##### 正文
本文介绍了一种解决二维棋盘上被包围的'O'字符问题的算法,通过使用宽度优先搜索(BFS)来标记边缘连接的'O',避免它们被错误地转换为'X'。
题目:
Given a 2D board containing 'X' and 'O' (the letter O),
capture all regions surrounded by 'X'.
A region is captured by flipping all 'O's into 'X's
in that surrounded region.
For example,
X X X X X O O X X X O X X O X X
After running your function, the board should be:
X X X X X X X X X X X X X O X X将被包围的‘O’变为‘X’
先将联通边框的‘O’变为‘Y’,然后将'O'变为‘X’,最后将‘Y’变为‘O’,采用BFS
代码:
class pair{
int x,y;
public pair(int x,int y)
{
this.x=x;
this.y=y;
}
}
public class Solution {
public void solve(char[][] board) {
if(board == null || board.length <=2 || board[0]==null || board[0].length <=2)return;
LinkedList<pair> queue = new LinkedList<pair>();
for(int i=0;i<board.length;i++)
##########
##### 所给数据
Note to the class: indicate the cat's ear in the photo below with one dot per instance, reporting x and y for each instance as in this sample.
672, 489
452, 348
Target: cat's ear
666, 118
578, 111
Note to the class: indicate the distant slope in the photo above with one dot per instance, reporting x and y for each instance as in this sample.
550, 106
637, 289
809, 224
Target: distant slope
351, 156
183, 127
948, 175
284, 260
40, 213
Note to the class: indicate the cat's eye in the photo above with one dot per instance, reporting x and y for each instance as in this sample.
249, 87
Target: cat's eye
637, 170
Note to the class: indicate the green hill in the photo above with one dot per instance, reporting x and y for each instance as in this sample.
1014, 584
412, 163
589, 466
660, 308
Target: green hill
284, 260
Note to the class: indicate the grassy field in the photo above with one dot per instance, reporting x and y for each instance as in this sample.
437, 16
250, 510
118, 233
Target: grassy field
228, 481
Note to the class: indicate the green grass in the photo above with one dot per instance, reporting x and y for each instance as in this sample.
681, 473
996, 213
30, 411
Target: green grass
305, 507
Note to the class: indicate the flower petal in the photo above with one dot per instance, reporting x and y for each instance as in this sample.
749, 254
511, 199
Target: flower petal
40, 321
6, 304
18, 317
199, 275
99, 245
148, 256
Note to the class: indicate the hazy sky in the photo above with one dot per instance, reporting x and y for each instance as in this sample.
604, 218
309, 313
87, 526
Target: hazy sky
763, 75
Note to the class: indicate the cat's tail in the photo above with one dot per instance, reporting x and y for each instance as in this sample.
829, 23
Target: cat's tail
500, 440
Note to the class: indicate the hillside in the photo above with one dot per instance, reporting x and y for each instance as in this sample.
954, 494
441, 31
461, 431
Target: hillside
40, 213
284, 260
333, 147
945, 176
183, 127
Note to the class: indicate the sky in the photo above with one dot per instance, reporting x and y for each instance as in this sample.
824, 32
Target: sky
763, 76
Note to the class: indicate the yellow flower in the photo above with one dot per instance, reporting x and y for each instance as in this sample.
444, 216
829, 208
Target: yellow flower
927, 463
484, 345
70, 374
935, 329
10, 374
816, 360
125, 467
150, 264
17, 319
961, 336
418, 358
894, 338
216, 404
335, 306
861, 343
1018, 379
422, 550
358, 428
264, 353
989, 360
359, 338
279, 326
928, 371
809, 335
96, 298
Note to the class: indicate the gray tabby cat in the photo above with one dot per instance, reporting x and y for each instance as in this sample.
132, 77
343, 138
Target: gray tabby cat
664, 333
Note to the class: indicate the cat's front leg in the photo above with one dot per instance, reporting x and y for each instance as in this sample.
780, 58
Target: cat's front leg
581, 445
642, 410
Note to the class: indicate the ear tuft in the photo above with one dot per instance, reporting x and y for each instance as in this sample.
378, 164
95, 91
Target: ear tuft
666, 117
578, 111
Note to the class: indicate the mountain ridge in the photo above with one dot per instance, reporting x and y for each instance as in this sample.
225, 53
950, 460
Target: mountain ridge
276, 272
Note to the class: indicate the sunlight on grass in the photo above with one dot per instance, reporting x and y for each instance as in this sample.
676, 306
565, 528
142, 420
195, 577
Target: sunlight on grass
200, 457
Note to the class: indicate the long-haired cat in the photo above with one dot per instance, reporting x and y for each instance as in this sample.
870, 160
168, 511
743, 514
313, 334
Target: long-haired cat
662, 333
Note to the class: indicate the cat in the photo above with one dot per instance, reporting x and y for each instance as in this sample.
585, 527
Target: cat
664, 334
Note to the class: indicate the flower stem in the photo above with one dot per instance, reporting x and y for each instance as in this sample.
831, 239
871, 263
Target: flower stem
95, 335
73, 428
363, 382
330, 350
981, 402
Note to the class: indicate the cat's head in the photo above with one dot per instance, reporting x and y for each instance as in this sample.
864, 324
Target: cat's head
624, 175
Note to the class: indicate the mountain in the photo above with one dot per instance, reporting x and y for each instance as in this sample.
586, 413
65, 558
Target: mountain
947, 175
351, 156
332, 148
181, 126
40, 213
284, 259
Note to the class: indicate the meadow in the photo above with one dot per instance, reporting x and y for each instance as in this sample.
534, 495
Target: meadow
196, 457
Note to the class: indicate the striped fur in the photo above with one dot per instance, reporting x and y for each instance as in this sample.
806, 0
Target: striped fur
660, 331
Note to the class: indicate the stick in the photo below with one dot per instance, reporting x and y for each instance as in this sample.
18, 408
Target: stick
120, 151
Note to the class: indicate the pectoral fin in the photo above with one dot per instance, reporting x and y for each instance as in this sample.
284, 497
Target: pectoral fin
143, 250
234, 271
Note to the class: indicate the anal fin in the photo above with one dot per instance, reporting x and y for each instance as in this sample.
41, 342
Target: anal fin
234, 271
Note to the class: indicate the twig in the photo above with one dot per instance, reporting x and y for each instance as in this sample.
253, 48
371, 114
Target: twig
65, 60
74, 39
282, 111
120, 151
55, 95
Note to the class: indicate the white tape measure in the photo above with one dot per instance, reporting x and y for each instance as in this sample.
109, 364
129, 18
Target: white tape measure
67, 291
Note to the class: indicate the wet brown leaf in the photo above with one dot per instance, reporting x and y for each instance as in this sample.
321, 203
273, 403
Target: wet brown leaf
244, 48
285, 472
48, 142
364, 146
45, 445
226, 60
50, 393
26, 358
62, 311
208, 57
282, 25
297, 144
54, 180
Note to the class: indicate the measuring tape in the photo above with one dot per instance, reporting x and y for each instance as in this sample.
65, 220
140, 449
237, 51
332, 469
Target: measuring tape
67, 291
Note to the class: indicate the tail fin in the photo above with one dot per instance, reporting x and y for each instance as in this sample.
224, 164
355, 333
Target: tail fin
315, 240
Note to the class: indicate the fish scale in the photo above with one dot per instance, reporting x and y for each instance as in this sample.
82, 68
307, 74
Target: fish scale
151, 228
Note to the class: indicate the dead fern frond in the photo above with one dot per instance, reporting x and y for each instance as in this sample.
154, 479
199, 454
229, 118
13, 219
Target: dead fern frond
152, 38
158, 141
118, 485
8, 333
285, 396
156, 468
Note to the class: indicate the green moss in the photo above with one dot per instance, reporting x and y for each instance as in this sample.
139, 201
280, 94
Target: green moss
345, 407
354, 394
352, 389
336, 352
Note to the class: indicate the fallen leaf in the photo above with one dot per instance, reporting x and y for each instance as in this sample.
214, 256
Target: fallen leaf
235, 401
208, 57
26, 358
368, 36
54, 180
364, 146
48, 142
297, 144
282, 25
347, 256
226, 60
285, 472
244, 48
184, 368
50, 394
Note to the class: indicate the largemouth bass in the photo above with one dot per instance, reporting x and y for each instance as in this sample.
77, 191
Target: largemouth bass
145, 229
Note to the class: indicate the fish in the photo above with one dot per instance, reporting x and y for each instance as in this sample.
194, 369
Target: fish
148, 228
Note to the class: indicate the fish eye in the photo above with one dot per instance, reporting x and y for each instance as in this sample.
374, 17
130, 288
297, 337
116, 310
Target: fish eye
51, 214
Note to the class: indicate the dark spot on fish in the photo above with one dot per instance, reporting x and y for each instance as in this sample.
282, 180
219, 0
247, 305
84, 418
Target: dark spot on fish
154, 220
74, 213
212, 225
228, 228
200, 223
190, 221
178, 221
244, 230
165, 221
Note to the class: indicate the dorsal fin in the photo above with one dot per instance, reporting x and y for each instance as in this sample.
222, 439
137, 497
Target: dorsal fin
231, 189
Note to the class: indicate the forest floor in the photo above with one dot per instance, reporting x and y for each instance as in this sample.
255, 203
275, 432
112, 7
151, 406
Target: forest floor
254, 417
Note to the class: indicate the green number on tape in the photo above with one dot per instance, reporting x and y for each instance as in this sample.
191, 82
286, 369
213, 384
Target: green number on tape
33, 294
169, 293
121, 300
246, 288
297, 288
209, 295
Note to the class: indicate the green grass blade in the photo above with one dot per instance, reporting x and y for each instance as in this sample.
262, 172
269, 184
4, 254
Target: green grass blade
##########
任务要求 →
1) 用两句话概括正文。
2) 从条目中挑出含有字符串“stem”的每一行，并逐字抄录下来。
正文与这些条目出自不同的来源，二者之间没有关联。

参考答案 →
1) 正文介绍了一种处理二维棋盘上被包围的'O'字符的算法，它用宽度优先搜索（BFS）标记与边缘相连的'O'，以免这些'O'被错误地转换为'X'。具体步骤是先将与边框连通的'O'变为'Y'，再将'O'变为'X'，最后将'Y'变回'O'。

2)
Note to the class: indicate the flower stem in the photo above with one dot per instance, reporting x and y for each instance as in this sample.
Target: flower stem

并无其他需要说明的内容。